WHAT TO DO: Collect every line in the material below that contains the string "camouflage", treating uppercase and lowercase letters as distinct.
++++ STORED DATA ++++
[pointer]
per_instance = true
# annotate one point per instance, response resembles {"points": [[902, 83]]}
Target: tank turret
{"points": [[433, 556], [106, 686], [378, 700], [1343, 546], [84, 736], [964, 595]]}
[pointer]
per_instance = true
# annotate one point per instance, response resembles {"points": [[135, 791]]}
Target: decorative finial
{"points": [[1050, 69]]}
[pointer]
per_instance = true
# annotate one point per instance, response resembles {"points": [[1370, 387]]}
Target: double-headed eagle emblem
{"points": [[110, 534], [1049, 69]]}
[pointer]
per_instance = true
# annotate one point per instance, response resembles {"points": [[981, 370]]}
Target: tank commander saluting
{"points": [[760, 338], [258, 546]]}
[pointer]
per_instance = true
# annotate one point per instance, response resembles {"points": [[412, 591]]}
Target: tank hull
++++
++++ STORED DATA ++++
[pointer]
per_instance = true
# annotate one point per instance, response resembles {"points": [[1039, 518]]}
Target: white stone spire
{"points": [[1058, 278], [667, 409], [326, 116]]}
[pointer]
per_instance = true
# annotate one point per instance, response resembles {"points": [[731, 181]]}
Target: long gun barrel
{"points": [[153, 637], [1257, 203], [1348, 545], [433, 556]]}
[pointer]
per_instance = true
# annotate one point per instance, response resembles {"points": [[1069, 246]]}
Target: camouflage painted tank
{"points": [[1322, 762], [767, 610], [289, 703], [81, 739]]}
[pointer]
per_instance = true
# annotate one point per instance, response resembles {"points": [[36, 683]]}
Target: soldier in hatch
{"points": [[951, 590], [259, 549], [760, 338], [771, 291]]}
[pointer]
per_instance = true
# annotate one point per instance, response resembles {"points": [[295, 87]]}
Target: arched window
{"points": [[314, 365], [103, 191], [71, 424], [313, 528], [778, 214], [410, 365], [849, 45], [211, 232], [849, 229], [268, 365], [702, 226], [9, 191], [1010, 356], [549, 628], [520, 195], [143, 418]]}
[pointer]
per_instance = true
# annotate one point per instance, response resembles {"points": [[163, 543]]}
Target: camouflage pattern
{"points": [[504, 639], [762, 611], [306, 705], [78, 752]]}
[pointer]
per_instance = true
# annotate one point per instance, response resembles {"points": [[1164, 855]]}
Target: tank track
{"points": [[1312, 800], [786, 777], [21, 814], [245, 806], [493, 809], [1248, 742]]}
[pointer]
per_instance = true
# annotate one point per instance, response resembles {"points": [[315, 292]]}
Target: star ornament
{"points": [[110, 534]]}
++++
++++ STORED DATA ++++
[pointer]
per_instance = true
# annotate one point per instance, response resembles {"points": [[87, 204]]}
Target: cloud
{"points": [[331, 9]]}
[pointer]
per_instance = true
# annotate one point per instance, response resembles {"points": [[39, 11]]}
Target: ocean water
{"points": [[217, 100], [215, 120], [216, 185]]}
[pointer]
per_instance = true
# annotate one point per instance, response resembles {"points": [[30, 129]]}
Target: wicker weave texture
++++
SOLUTION BELOW:
Target: camouflage painted tank
Target: camouflage pattern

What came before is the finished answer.